◆ Exercise set:
a: List the five reasons the writer gives in the essay on staying pure until marriage, using the numbered headings.
b: For each statement, decide whether the essay on staying pure until marriage agrees with it. Answer yes or no and quote the words that decide it.
(i) The writer's parents directly told the writer to stay pure until marriage.
(ii) The past three generations in the writer's family had children young.
(iii) The writer does not want children.
c: According to the essay on staying pure until marriage, when did the writer hear the example about Hugh Hefner?

◆ Passage for review:

================================

To say that I am staying pure until marriage is a very uncommon thing, at least in my opinion. Sure, I have friends who are in the same boat as I am. But, even at a Christian college, sex is everywhere and most people are partaking in it. However, I decided to not.

Growing up, my parents never told me to stay pure until marriage directly. I went to church and heard about it in sermons. I knew that by keeping myself pure until marriage, I would enjoy it more knowing that I waited for my future husband. I understand that some people may not agree with me on this topic, but here's why I am saving myself.

1. I want to know that the man loves me.

For me, I want to have sex with someone that I love. Now, you may defend this with the fact that your boyfriend loves you. That's great. But, dating isn't always a sure thing. Boys (and girls) can say that they love you, just to get in your pants. And, they will. It happens all the time. And, because you are blinded by love, you will end up giving in and doing it. But, see, I don't want to be blinded by love. I want to know that the person I am with, is with me forever. By making the biggest commitment aka marriage, that is a clear sign that they love me and want me forever. This is a good example of actions show more than words do. They can say they love me, but when they showcase that love, that's when I know it is real.

2. I want to give all of me to one person.

I heard this great example my senior year that discusses this exact thing. For someone like Hugh Hefner, who was with HUNDREDS of women, when he got older, he said he didn't feel anything anymore when it came to sex. He was numbed by the whole experience. It wasn't pleasurable or for love. By having sex with countless women, he had given a little part of himself to each of them, until he had nothing left. Therefore, by saving myself for one person, they would be getting all of me. As a whole. 100%. This is special because no one else has that except for my future husband.

3. The idea of getting pregnant scares me because of the lack of security.

For the past three generations in my family, they have all had children young. 15, to 17, to 20 years old. Blinded by love. Manipulated by their hormones. They had sex and got pregnant. To see not only 1 woman, but 3 women in my life go through that, I know how difficult it is. You're a kid yourself. Personally, I do want children. However, I have so many dreams and goals for myself. I want to graduate from college. Get a good career. Travel. Fall in love. A lot of that can be halted by a child. I don't know if I would get to achieve everything I want to, especially if I would have to raise the child alone (which usually happens). So, by waiting for marriage, I am using the biggest form of birth control.

4. There's no comparing, if you have only been with one person.

Now, this is different for every relationship. However, everyone feels insecure or uncomfortable when it comes to dating and relationships. Knowing that someone has had sex prior, you wonder if you are shaping up or doing better than the previous. By only having sex with one person, it relieves the stress of comparison.

5. It brings me closer to God.

One important lesson I have learned from friends, college, and personal experience, is that relationships (when it isn't built on God), you tend to stray away from Him. Therefore, by making my relationship with God stronger, I fall in love with Him first. Then, I am capable of loving a boy and committing to something like marriage and sex.

So, no, my parents never convinced me to stay pure until marriage. It was my own decision. I have reasoning for staying pure and it's my choice. So, please stop shaming virginity in the 21st century, because I'm not shaming you if you aren't one.

================================

◆ Data excerpt:
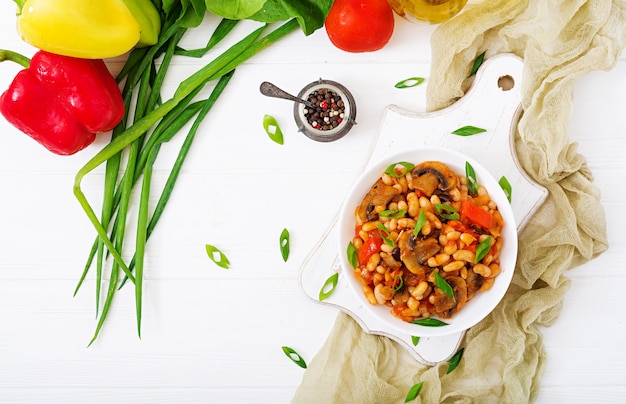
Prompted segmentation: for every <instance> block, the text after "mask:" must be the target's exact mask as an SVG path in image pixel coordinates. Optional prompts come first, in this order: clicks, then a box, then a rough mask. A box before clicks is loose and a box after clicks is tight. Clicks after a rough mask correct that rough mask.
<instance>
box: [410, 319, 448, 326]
mask: <svg viewBox="0 0 626 404" xmlns="http://www.w3.org/2000/svg"><path fill="white" fill-rule="evenodd" d="M412 323H413V324H417V325H423V326H424V327H443V326H444V325H448V323H444V322H443V321H441V320H437V319H436V318H432V317H427V318H419V319H417V320H413V321H412Z"/></svg>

================================

◆ Task solutions:
a:
1. I want to know that the man loves me.
2. I want to give all of me to one person.
3. The idea of getting pregnant scares me because of the lack of security.
4. There's no comparing, if you have only been with one person.
5. It brings me closer to God.

b:
(i) No: "Growing up, my parents never told me to stay pure until marriage directly."
(ii) Yes: "For the past three generations in my family, they have all had children young."
(iii) No: "Personally, I do want children."

c: During the writer's senior year.